◆ Task brief
The records below must be copied in full; omit the images.

-- Begin --

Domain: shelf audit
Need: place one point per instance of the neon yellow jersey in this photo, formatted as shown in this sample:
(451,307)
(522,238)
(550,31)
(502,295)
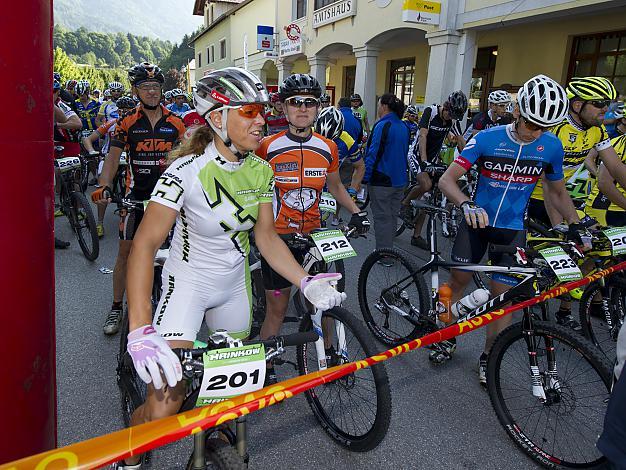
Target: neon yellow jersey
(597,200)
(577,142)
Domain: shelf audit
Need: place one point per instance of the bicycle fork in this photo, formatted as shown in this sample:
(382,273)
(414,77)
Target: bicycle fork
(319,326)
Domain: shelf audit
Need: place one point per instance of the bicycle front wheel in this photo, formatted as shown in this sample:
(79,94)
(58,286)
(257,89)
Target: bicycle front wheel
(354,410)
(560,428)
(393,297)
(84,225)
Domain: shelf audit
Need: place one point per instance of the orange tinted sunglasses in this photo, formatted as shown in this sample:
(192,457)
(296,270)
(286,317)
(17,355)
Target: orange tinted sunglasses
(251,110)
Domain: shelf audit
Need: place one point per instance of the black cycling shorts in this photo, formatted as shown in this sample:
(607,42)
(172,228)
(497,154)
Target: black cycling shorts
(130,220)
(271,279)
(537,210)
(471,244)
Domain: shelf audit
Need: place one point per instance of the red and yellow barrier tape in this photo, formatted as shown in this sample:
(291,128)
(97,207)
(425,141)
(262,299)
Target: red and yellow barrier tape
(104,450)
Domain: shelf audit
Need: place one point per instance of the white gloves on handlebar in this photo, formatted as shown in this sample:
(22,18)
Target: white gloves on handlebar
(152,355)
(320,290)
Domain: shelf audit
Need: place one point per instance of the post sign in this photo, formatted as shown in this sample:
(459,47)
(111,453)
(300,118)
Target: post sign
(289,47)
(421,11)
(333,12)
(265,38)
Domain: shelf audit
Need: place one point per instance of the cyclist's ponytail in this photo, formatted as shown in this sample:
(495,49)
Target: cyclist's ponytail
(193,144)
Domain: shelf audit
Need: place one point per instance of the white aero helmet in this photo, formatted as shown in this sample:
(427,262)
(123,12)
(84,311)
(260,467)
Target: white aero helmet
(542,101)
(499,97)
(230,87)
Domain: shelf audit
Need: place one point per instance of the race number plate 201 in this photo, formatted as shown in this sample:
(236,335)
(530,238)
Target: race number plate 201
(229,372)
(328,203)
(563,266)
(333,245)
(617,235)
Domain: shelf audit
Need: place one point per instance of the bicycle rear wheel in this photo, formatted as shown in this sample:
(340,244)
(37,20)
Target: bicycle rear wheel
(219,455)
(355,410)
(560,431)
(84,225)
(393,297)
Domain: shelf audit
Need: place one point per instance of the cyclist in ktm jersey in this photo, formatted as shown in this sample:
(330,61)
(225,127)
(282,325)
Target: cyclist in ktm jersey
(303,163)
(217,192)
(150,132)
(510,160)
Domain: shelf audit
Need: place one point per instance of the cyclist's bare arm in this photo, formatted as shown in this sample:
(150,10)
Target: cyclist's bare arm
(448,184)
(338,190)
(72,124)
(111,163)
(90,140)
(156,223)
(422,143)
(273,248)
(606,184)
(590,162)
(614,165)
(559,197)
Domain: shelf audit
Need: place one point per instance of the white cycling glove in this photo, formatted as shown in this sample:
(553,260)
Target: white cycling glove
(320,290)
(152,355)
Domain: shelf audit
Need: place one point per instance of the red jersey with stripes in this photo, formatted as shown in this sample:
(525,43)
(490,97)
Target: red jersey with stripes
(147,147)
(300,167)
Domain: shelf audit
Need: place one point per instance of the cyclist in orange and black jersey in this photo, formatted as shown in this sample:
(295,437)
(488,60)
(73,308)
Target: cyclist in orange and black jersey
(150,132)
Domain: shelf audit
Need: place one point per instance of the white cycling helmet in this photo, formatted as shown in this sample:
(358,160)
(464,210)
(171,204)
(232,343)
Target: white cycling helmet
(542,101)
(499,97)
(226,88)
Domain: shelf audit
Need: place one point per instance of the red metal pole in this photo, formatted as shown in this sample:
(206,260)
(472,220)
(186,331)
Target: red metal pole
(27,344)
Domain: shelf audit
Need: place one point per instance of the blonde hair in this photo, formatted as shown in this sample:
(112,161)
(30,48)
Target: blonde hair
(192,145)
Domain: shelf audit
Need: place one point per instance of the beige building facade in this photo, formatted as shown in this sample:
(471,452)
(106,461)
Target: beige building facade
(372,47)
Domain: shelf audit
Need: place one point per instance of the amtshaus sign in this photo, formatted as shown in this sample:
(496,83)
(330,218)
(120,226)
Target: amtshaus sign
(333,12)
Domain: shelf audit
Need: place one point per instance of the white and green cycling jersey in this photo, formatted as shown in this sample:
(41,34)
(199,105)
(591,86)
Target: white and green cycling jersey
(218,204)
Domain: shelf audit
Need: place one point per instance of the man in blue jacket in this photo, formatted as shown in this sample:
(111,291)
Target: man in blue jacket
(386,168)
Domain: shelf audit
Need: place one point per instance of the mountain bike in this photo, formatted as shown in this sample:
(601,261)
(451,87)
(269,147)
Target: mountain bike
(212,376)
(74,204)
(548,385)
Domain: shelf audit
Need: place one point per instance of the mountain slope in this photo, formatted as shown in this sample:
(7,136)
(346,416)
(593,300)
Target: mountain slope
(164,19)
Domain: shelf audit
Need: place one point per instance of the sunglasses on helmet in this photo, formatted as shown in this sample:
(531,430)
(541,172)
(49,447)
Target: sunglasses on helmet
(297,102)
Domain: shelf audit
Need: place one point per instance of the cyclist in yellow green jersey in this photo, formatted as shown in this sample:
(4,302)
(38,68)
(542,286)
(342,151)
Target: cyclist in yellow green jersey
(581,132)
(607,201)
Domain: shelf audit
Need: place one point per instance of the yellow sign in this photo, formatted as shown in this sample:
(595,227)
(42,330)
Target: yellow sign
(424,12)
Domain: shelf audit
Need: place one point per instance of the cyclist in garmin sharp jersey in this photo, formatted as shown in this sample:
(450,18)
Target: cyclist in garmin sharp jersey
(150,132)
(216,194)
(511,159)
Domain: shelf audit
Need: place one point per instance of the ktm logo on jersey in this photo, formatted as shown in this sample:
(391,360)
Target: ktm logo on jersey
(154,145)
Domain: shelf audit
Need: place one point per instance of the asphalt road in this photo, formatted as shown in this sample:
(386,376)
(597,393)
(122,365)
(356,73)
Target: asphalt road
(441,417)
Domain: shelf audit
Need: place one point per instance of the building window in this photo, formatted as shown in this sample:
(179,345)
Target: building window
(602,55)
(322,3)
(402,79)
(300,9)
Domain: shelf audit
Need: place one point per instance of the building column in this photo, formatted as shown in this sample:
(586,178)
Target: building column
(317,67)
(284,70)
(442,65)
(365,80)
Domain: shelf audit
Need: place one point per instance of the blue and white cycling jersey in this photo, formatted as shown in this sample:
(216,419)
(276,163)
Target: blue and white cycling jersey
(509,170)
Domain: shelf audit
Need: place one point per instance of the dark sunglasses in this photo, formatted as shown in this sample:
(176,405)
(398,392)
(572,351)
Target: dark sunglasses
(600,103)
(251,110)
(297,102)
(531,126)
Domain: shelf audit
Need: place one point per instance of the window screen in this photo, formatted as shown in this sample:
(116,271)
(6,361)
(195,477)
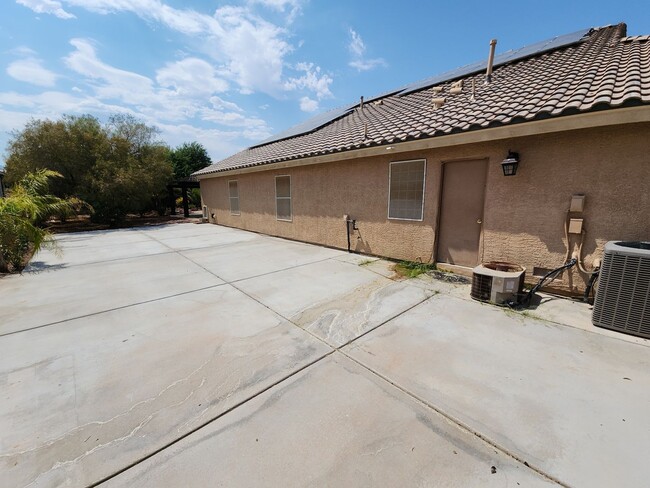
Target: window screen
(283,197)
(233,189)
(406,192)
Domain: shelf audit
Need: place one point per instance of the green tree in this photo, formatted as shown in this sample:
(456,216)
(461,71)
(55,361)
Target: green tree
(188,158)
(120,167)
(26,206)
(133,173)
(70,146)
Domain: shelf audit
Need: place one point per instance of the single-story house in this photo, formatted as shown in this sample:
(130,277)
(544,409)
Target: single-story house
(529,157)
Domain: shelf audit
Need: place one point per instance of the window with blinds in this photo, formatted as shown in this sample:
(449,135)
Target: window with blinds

-- End --

◆ Solution to this problem
Domain: shelf audit
Need: place one point per instance of the neon yellow jersey in this photo, formatted as shown in this sample:
(451,307)
(522,238)
(550,31)
(502,295)
Target: neon yellow jersey
(597,200)
(577,142)
Domain: shelf audit
Need: place one point per instance of the bicycle fork in this photo, formatted as shown in this sample:
(382,273)
(414,77)
Target: bicycle fork
(319,326)
Domain: shelf audit
Need: place one point per instance of the bicycle front wheel in this photo, formatted as shown in this sample:
(79,94)
(58,286)
(257,89)
Target: bicycle front wheel
(354,410)
(560,428)
(393,297)
(84,225)
Domain: shelf audit
Need: place one point per instance of the orange tinted sunglasses in this photo, formatted as shown in this sample:
(192,457)
(296,270)
(286,317)
(17,355)
Target: orange tinted sunglasses
(251,110)
Domain: shelf audit
Need: place one point per instance of the black cycling shorts in this photo, formatted as shown in this sample:
(607,42)
(172,228)
(497,154)
Target: black cycling shorts
(130,220)
(271,279)
(537,210)
(471,244)
Domain: shelf audit
Need: place one point per instance of the red and yellow barrier tape in this photo, formatted as shown in this sample:
(291,128)
(97,207)
(425,141)
(262,299)
Target: red and yellow barrier tape
(104,450)
Domain: shelf audit
Need: place one point per instance of the white gloves on handlebar in this photo, formatted as shown in this sample:
(22,18)
Target: white gloves on handlebar
(152,355)
(320,290)
Domain: shelf audit
Need: place one point per instance of the post sign in this photo, formatted as shown in this sample:
(459,47)
(111,453)
(300,118)
Target: post sign
(289,47)
(421,11)
(333,12)
(265,38)
Domain: shelf audit
Need: place one point per instance of the cyclist's ponytail in this photo, formatted as shown in this sample:
(495,49)
Target: cyclist's ponytail
(193,144)
Domain: shelf audit
Need: place one point per instance of the white aero helmet in this photo, formatted as shown in this sample:
(427,262)
(123,12)
(84,311)
(260,467)
Target: white aero helmet
(542,101)
(499,97)
(230,87)
Domain: shelf audit
Need: place one point per instance of the race number plate 201 in this photo, formatted as shown in this sample:
(236,335)
(530,238)
Target: race number plate 201
(229,372)
(328,203)
(563,266)
(333,245)
(617,235)
Domain: shelf audit
Need: place one point per instance of the bicycle rear wheel in this photo, formatted as shown in this sample:
(340,244)
(37,20)
Target: bicycle rear wheel
(219,455)
(355,410)
(560,431)
(84,225)
(393,297)
Domain: shelf audit
Need: place one point per instance of the cyclist in ktm jersey in this photo, formatted as shown in this sample:
(330,61)
(225,127)
(282,325)
Target: cyclist in ktm jersey
(303,163)
(217,192)
(150,132)
(510,160)
Domain: shelf audit
Need: place one point per instance of the cyclist's bare arm in this photo, formatted as shown in this sample:
(150,10)
Target: cyclist's bare arm
(448,184)
(338,190)
(72,124)
(111,163)
(90,140)
(156,223)
(422,143)
(273,248)
(606,184)
(590,162)
(614,165)
(559,197)
Domain: shelf audit
Need: place one point per instance of the white cycling glove in this photo, formatted as shown in this sample:
(553,260)
Target: white cycling glove
(320,290)
(152,355)
Domain: shelf audit
Need: place one point per instance of the red jersey with stripes in this photo, formatted as shown in this sample:
(525,43)
(490,97)
Target: red jersey with stripes
(147,147)
(300,167)
Domain: shelf audit
Need: place one point per instance of the cyclist in orange and black jersey in this photo, formatted as shown in this sample:
(295,437)
(488,60)
(73,308)
Target: cyclist in orange and black jersey
(150,132)
Domain: shelf audit
Need: place one point per instance of the white cycling helmet in this photo, formatted as shown in this sample:
(358,160)
(464,210)
(171,204)
(232,343)
Target: white cycling helmet
(542,101)
(499,97)
(226,88)
Domain: shelf audit
Need: place one point per instance of the red metal pole in this photo, formatted as shown in this sample:
(206,260)
(472,220)
(186,331)
Target: red metal pole
(27,344)
Domain: shelf audit
Need: place one point per instance of the blonde hair in this photo, formatted as shown in this sample:
(112,161)
(30,48)
Target: blonde hair
(192,145)
Domain: shelf audit
Need: place one point per instance of the beige building facade in this photo, formatted as shown in this sample:
(471,452)
(106,461)
Target: beige building facade
(372,47)
Domain: shelf audit
Need: place one point per instance of the amtshaus sign in this photo, formatted as shown in this sample:
(496,83)
(330,218)
(120,226)
Target: amtshaus sign
(333,12)
Domain: shelf audit
Need: place one point per instance of the white and green cycling jersey in this photo, formatted as shown in this sample:
(41,34)
(199,105)
(591,86)
Target: white and green cycling jersey
(218,204)
Domain: shelf audit
Need: place one point per instance of the man in blue jacket in this photo, formatted as shown in this sample:
(111,291)
Target: man in blue jacket
(386,168)
Domain: shelf audit
Need: place one point per instance of the mountain bike in this photo, formatted as shown in this sample:
(601,261)
(451,87)
(269,147)
Target: mountain bike
(212,376)
(74,204)
(548,385)
Domain: shelf audit
Need: place one point per instance of the mountain slope in this photo, formatted as shown in this sample:
(7,136)
(346,416)
(593,300)
Target: mountain slope
(164,19)
Domain: shelf audit
Need: place one point per instance of the sunglasses on helmet in this photo, formatted as shown in this sample:
(531,430)
(541,172)
(49,447)
Target: sunglasses on helmet
(297,102)
Domain: shelf audit
Need: place one point per instance of the cyclist in yellow green jersey in this photo, formatted as shown in this sample:
(4,302)
(38,68)
(542,286)
(342,151)
Target: cyclist in yellow green jersey
(581,132)
(607,201)
Domain: shelf audit
Need: place one point per instance of the yellow sign in this photo, formatted as shown in this sample:
(595,227)
(42,330)
Target: yellow sign
(424,12)
Domain: shelf audit
Need: place one point per instance of the cyclist in garmin sharp jersey in this photo, formatted as shown in this sample:
(450,18)
Target: cyclist in garmin sharp jersey
(150,132)
(216,194)
(511,159)
Domain: shelf audit
Need: place one point per instance of the ktm logo on jersey in this photo, formatted as shown in this sample:
(391,360)
Target: ktm logo on jersey
(154,145)
Domain: shelf audit
Need: place one point per instance of the asphalt road in this photo, formatted as shown in this sample:
(386,376)
(597,393)
(122,365)
(356,73)
Target: asphalt road
(441,417)
Domain: shelf audit
Need: place one point per instance of the building window in this photo, formatted as shown in this sample:
(179,345)
Target: building window
(602,55)
(322,3)
(402,79)
(300,9)
Domain: shelf audit
Need: place one point per instance of the building column in this photo, formatted as shown in this sample:
(586,178)
Target: building column
(317,67)
(284,70)
(442,65)
(365,80)
Domain: shelf audit
Need: place one point per instance of the blue and white cycling jersey in this photo, formatted as shown in this sample:
(216,419)
(276,163)
Target: blue and white cycling jersey
(509,170)
Domain: shelf audit
Need: place one point per instance of the dark sunglasses in this photo, formatted as shown in this sample:
(176,405)
(398,392)
(572,351)
Target: dark sunglasses
(600,103)
(251,110)
(297,102)
(531,126)
Domain: shelf audit
Need: place one point per instance of the window screen in this photo, formatted as shown in this sample:
(116,271)
(6,361)
(195,477)
Target: window screen
(283,197)
(233,189)
(406,192)
Domain: shelf audit
Need: place one point per instance of the green tree in this photo, formatted as shown in this sample:
(456,216)
(461,71)
(55,361)
Target: green tree
(188,158)
(120,167)
(26,206)
(133,173)
(70,146)
Domain: shelf audit
Need: place one point per instance of the single-story house in this photo, formatted as shown in this sample:
(130,277)
(544,409)
Target: single-story house
(529,157)
Domain: shelf audit
Need: place one point per instance of the window with blinds in this photo, formatted as shown in this sample:
(449,135)
Target: window with blinds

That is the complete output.